-- START OF Data for processing --

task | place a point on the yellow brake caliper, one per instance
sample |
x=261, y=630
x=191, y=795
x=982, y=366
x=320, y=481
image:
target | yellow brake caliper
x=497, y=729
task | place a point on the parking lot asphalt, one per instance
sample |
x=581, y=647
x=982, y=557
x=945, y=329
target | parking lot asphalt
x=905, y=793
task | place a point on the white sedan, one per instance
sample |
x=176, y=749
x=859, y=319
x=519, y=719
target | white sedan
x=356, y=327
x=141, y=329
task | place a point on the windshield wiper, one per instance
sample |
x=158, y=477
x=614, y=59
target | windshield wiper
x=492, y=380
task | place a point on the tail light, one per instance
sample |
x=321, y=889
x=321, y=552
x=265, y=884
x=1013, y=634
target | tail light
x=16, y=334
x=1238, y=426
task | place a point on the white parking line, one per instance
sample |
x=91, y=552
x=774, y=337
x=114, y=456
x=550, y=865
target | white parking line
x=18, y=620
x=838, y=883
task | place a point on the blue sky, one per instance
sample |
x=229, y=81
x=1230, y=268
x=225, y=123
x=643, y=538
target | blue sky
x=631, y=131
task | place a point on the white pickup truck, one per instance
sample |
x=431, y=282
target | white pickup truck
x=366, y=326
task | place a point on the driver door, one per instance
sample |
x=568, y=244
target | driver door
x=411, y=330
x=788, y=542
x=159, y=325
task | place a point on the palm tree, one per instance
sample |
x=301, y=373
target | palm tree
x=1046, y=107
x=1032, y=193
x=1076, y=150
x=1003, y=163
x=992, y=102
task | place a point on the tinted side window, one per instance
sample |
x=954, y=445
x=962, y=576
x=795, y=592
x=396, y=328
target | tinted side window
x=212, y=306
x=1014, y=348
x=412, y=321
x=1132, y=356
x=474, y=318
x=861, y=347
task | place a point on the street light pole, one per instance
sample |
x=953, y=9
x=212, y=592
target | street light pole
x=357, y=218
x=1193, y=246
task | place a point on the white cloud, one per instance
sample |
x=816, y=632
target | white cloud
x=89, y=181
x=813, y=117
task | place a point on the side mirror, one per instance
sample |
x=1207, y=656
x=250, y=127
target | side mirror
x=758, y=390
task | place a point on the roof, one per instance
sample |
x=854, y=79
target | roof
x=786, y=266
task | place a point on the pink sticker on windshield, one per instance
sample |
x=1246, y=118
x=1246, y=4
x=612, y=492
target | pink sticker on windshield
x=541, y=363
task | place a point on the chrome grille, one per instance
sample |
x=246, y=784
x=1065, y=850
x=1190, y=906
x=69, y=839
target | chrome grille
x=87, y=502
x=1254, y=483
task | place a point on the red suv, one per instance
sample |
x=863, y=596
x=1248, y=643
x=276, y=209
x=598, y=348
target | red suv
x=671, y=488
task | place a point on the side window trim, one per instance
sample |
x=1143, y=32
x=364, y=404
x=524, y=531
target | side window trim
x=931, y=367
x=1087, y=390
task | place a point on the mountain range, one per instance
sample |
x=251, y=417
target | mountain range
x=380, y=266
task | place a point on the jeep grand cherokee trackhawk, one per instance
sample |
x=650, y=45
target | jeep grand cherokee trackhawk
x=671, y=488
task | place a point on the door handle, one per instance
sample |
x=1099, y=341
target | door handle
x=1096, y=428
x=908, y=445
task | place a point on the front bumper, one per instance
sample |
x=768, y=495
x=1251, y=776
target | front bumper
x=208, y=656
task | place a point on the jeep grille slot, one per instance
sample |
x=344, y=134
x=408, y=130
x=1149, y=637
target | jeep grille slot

-- END OF Data for processing --

What you should do
Can you write out the lines of the listing from the line holding "task | place a point on the tail" through the line holding "x=1238, y=426", inclusive, as a numbered list with blank lines omitted?

Written reply
1. task | place a point on the tail light, one per instance
2. sample |
3. x=321, y=889
4. x=321, y=552
5. x=265, y=884
6. x=1013, y=634
7. target | tail light
8. x=16, y=334
9. x=1238, y=426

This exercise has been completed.